EXERCISE SET:
#1 According to the threadpool pull request, which two values are combined into a single atomic update?
#2 From the threadpool pull request, return the passage starting with "The original discussion" and going on through "hybrid polling loops.".

PAGE EXCERPT:
☆ ☆ ☆

Fix race conditions in threadpool when dealing with dynamic/frequent n_threads changes #17748

max-krasnyansky · 2025-12-04T01:10:34Z

The original discussion started in #17515

The short summary is that we have a race condition when the number of active threads changes rapidly while the worker threads are still in their hybrid polling loops.

I updated test_barrier to test for this scenario. There is an additional test in there now that flip-flops between doing graph_compute with 1 and N threads. Without the fix this new test quickly and reliably fails on all platforms that I tested Snapdragon-Gen3/4/5 (Android), Mac M4-Pro, AMD Ryzen-9 (Linux).

See this comment for the original report and analysis of the end-to-end use-cases that trigger this scenario
#17515 (comment)

This PR combines n_graph and n_threads_cur (number of active threads) into a single atomic update.
I played with a bunch of ideas and this seems to be the cleanest/simplest way to ensure all threads see a consistent state without adding extra logic. Also worth noting that adding additional memory ordering restriction (ie instead of doing relaxed reads) is not sufficient because the threads can get preempted in between the atomic reads and still end up with the inconsistent state.

☆ ☆ ☆

EXTRACTED RECORDS:
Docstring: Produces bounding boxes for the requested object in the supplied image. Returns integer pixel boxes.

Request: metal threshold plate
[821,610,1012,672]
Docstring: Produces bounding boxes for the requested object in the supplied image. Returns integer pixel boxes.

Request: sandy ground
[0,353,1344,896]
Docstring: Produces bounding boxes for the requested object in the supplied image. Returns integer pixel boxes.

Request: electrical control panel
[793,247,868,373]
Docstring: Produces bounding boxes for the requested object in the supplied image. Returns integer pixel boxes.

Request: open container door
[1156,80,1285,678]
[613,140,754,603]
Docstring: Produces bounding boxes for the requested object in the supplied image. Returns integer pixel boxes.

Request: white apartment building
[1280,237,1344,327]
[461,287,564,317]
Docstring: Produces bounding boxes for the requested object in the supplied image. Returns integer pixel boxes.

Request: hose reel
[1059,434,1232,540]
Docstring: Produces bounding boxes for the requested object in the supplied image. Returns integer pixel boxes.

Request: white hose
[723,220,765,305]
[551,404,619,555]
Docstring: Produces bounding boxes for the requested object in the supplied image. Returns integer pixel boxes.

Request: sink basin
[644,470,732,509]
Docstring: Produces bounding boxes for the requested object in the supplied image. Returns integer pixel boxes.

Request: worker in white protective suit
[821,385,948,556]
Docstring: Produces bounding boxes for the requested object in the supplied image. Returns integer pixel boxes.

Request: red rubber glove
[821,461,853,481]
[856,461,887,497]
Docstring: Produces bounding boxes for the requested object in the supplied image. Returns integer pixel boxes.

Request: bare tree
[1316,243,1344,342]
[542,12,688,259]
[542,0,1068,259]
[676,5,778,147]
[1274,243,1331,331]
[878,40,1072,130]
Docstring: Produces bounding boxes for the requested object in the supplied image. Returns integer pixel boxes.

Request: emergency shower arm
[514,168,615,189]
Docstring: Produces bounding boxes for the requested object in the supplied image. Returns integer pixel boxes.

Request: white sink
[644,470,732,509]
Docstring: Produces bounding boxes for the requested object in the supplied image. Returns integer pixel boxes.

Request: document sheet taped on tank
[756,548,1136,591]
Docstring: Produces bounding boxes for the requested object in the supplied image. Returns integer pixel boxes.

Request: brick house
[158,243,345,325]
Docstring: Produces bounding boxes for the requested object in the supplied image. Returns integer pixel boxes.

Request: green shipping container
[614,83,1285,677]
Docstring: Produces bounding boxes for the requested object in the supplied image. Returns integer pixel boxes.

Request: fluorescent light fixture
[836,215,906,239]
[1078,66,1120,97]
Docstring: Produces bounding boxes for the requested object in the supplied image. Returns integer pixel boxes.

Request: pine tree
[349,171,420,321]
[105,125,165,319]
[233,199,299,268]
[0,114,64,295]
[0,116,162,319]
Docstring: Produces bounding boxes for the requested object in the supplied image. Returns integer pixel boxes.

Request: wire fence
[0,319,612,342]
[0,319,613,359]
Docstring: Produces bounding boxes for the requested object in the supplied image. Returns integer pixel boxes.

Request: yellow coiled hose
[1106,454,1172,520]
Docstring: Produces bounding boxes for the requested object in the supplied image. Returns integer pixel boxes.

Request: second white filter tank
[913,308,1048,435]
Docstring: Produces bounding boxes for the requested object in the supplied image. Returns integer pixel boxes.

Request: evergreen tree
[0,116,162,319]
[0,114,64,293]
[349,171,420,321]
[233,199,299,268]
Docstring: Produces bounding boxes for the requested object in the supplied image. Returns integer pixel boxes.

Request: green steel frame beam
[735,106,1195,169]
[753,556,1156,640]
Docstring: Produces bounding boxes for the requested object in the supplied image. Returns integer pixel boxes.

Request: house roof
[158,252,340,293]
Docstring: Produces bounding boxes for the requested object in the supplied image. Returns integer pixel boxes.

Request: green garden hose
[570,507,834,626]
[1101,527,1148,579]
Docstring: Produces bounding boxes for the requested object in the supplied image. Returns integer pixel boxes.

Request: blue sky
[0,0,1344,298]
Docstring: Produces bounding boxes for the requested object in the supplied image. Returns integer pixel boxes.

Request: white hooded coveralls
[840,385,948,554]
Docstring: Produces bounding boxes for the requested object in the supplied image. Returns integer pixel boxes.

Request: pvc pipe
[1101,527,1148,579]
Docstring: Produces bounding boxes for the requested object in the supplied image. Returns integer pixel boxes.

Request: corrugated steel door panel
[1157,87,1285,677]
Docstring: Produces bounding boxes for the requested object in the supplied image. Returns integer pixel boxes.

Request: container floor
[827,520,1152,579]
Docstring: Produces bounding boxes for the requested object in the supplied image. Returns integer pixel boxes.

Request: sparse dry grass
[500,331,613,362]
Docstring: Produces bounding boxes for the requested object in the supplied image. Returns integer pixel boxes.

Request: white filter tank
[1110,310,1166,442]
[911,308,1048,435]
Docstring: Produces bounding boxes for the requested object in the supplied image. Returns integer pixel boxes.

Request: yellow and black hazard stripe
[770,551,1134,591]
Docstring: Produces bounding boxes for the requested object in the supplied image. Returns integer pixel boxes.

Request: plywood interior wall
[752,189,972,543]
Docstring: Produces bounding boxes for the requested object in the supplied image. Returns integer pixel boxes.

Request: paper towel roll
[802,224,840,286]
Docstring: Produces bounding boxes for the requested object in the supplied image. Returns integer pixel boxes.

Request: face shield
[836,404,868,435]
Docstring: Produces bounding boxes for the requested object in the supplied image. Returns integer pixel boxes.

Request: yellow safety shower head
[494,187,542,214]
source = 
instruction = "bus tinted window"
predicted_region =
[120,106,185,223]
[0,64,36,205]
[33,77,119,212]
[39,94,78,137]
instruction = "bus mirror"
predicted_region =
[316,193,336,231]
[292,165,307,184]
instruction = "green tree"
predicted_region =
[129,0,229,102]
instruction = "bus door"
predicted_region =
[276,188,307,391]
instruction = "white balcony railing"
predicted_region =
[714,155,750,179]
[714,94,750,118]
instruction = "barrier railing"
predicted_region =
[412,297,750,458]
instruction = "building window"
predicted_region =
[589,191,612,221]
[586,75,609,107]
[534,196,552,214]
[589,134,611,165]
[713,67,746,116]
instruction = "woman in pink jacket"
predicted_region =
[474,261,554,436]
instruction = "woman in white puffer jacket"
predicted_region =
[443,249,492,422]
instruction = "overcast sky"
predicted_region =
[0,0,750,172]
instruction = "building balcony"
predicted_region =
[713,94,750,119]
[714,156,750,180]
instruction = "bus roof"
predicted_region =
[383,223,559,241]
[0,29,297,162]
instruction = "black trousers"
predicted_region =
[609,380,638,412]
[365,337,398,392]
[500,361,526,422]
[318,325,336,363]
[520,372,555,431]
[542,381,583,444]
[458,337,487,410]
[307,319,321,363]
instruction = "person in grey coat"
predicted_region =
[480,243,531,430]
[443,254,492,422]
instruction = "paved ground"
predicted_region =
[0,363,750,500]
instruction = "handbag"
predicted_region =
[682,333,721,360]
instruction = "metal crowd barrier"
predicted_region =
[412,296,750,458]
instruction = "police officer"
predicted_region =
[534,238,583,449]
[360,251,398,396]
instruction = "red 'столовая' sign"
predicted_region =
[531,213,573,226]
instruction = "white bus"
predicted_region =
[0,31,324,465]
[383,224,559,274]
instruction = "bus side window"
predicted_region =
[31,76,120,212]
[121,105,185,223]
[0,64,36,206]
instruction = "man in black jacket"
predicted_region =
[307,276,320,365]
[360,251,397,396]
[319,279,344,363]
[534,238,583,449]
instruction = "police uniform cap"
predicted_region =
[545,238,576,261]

☆ ☆ ☆

ANSWER LIST:
#1 n_graph and n_threads_cur, the number of active threads.

#2
The original discussion started in #17515

The short summary is that we have a race condition when the number of active threads changes rapidly while the worker threads are still in their hybrid polling loops.